> RECORDS SHOWN:
** begin **

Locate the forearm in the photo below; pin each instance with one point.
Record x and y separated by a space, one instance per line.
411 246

** end **
** begin **

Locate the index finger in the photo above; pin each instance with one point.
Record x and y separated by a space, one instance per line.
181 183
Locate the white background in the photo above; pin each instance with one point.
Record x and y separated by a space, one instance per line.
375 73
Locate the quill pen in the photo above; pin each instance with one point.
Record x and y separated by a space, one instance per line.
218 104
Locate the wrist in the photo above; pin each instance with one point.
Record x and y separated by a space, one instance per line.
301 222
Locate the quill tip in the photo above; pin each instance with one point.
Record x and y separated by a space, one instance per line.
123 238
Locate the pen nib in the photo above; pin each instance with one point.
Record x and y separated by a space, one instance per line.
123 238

** end **
** begin **

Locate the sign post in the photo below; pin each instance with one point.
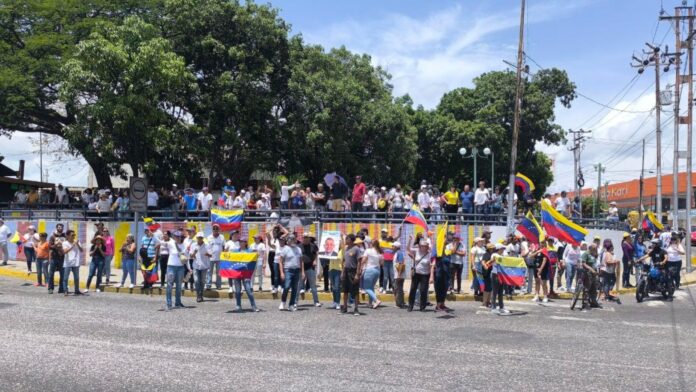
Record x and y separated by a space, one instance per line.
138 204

** end **

> TASK DESCRIPTION: Pick out and copy every line of the records above that contains the string "below". Matching is case-sensitive.

> COMPLETE ANSWER:
Locate the forearm in the photo below; pin each instance with one point.
Locate the sign post in the photo below; pin each instance with one point.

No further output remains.